Task to carry out:
The reply should consist of every entry, repeated exactly.
═══
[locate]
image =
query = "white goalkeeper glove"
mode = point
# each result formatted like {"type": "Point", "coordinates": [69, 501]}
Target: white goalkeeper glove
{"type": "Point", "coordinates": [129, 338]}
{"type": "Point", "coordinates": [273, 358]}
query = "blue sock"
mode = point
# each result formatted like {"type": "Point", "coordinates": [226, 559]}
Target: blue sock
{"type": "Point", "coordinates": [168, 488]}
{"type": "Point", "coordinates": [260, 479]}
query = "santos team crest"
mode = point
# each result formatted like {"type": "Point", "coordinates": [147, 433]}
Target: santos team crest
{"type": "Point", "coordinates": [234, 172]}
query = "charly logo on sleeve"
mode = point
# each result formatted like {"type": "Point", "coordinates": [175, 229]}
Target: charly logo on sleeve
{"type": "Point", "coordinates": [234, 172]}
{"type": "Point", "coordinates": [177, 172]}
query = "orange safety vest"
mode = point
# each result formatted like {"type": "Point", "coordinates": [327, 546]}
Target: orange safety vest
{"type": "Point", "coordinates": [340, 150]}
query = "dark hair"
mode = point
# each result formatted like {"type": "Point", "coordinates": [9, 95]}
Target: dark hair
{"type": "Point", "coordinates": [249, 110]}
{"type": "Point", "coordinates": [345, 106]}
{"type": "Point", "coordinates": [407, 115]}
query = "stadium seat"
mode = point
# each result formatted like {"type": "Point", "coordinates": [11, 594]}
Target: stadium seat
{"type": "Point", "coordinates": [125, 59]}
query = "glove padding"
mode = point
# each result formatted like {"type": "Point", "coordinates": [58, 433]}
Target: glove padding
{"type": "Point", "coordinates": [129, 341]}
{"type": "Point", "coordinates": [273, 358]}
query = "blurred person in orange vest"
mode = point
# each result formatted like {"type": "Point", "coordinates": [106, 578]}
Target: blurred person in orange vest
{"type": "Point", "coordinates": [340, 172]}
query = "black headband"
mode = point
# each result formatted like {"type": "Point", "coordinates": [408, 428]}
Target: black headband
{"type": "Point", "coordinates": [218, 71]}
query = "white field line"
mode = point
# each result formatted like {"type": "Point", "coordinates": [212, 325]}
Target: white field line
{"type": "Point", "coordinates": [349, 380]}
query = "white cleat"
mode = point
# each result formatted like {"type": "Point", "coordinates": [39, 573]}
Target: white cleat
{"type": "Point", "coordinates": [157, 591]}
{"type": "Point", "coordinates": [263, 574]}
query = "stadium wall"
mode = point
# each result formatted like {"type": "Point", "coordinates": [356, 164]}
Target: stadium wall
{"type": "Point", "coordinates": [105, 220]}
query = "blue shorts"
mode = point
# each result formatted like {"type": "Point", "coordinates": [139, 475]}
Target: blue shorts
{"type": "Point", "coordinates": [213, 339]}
═══
Task solution:
[locate]
image =
query = "white goalkeeper glove"
mode = point
# each result formatted like {"type": "Point", "coordinates": [69, 501]}
Target: white goalkeeper glove
{"type": "Point", "coordinates": [129, 338]}
{"type": "Point", "coordinates": [273, 358]}
query = "blue sock"
mode = point
# each result formatted like {"type": "Point", "coordinates": [226, 559]}
Target: blue sock
{"type": "Point", "coordinates": [168, 488]}
{"type": "Point", "coordinates": [260, 479]}
query = "santos team crest"
mode = point
# each result formatted like {"type": "Point", "coordinates": [147, 433]}
Target: santos team crest
{"type": "Point", "coordinates": [234, 172]}
query = "charly logo on sleeve"
mode = point
# each result formatted like {"type": "Point", "coordinates": [175, 229]}
Target: charly logo on sleeve
{"type": "Point", "coordinates": [234, 172]}
{"type": "Point", "coordinates": [177, 172]}
query = "orange safety vest"
mode = point
# each result formatted like {"type": "Point", "coordinates": [327, 546]}
Target: orange safety vest
{"type": "Point", "coordinates": [340, 150]}
query = "dark hair"
mode = point
# each result formatted like {"type": "Point", "coordinates": [9, 95]}
Target: dark hair
{"type": "Point", "coordinates": [249, 110]}
{"type": "Point", "coordinates": [345, 106]}
{"type": "Point", "coordinates": [407, 115]}
query = "stadium seat"
mode = point
# each result formatted like {"type": "Point", "coordinates": [11, 594]}
Target: stadium seat
{"type": "Point", "coordinates": [125, 59]}
query = "glove padding"
mode = point
# each result formatted like {"type": "Point", "coordinates": [58, 433]}
Target: glove padding
{"type": "Point", "coordinates": [129, 341]}
{"type": "Point", "coordinates": [273, 358]}
query = "blurred person in orange vest"
mode = point
# each result formatted like {"type": "Point", "coordinates": [106, 578]}
Target: blurred person in orange vest
{"type": "Point", "coordinates": [340, 172]}
query = "black headband"
mode = point
# each result formatted like {"type": "Point", "coordinates": [408, 428]}
Target: black headband
{"type": "Point", "coordinates": [218, 71]}
query = "white field line"
mode = point
# each result formatted like {"type": "Point", "coordinates": [212, 325]}
Target: white field line
{"type": "Point", "coordinates": [349, 380]}
query = "white cleat"
mode = point
# each result formatted like {"type": "Point", "coordinates": [39, 573]}
Target: white cleat
{"type": "Point", "coordinates": [157, 591]}
{"type": "Point", "coordinates": [263, 574]}
query = "stadium wall"
mode = point
# each result formatted like {"type": "Point", "coordinates": [356, 164]}
Target: stadium wall
{"type": "Point", "coordinates": [105, 220]}
query = "blue shorts"
mode = point
# each result formatted like {"type": "Point", "coordinates": [139, 475]}
Target: blue shorts
{"type": "Point", "coordinates": [213, 339]}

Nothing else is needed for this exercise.